TUGAS YANG DIBERIKAN:
Tolong pilih setiap baris pada data di bawah yang memuat kata "coral", lalu salin baris-baris tersebut. Huruf besar dan huruf kecil dibedakan.

BAGIAN DATA:
::::::
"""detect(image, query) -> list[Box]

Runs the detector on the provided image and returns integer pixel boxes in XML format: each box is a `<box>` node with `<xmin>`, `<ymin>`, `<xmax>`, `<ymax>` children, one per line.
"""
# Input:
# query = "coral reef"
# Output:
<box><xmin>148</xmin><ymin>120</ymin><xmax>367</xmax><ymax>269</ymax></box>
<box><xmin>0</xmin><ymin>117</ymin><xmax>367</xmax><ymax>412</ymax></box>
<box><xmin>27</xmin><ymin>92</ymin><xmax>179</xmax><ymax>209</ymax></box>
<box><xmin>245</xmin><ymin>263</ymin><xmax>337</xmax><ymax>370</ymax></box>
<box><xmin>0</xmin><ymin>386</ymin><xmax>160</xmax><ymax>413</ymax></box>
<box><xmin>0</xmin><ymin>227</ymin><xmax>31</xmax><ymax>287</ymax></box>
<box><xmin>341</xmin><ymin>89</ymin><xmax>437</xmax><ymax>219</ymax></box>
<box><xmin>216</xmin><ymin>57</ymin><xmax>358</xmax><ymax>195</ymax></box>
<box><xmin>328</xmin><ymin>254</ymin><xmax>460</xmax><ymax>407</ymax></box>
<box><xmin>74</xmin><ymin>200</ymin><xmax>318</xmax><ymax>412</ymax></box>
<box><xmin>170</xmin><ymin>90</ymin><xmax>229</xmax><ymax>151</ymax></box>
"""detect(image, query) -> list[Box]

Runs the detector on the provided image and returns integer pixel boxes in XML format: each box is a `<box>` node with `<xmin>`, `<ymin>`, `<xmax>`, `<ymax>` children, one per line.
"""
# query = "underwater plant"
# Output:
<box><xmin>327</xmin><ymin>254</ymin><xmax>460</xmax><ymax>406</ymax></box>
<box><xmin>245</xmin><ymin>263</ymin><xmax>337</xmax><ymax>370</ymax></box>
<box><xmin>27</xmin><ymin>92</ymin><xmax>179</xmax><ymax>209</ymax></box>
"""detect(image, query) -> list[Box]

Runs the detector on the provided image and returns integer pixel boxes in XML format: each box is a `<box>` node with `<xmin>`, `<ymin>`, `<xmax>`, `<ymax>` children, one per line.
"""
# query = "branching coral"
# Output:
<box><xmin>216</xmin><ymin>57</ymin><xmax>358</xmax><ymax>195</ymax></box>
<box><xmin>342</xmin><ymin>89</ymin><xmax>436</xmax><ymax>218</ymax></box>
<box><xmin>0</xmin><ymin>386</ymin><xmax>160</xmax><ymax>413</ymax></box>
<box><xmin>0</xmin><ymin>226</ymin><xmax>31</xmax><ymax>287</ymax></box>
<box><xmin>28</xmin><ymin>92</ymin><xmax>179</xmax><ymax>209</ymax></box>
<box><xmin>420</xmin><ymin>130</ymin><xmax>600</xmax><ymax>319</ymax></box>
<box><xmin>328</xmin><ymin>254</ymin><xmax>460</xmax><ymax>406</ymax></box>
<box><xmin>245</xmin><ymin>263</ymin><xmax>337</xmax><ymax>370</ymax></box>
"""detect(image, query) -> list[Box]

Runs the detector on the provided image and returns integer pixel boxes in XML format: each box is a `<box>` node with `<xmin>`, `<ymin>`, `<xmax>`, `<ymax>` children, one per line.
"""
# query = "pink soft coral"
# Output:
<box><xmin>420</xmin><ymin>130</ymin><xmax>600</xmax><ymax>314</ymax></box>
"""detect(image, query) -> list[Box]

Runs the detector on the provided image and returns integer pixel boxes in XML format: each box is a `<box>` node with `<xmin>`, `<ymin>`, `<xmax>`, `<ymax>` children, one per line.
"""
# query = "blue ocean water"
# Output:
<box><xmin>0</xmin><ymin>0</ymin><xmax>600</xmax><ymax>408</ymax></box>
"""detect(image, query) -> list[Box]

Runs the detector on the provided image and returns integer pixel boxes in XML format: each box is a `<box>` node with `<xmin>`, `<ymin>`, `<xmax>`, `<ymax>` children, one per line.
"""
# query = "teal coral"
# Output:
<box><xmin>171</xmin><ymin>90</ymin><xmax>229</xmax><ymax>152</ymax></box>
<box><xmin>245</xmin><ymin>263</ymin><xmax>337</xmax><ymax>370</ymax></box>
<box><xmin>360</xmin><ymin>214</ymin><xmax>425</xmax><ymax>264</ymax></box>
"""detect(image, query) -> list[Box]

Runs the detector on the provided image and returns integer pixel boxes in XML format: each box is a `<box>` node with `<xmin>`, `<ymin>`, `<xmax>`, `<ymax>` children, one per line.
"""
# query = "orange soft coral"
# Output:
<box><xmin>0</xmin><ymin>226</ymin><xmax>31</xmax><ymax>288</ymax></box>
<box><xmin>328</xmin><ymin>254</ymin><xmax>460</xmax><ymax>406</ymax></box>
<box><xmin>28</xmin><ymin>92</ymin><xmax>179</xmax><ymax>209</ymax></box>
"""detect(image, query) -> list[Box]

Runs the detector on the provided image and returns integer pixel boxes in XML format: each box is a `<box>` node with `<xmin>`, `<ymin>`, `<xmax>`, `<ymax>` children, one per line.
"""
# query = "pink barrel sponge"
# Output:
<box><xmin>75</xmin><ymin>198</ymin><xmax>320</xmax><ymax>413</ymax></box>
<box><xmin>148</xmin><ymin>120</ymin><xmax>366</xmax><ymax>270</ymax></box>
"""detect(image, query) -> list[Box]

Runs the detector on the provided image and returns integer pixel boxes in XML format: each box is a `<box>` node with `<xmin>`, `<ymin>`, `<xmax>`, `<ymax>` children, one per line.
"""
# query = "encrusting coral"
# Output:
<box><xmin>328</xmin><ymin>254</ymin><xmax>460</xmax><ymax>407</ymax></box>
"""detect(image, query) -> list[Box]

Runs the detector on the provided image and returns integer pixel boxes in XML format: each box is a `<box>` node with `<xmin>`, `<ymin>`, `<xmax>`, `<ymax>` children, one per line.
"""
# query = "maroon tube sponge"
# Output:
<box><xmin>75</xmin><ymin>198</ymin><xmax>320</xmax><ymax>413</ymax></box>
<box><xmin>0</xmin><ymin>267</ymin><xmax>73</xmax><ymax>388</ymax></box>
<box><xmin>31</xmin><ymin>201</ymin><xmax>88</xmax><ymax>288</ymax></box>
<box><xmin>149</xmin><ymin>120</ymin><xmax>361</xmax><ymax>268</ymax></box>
::::::
JAWABAN LENGKAP:
# query = "coral reef"
# query = "branching coral"
# query = "pink soft coral"
# query = "teal coral"
# query = "orange soft coral"
# query = "encrusting coral"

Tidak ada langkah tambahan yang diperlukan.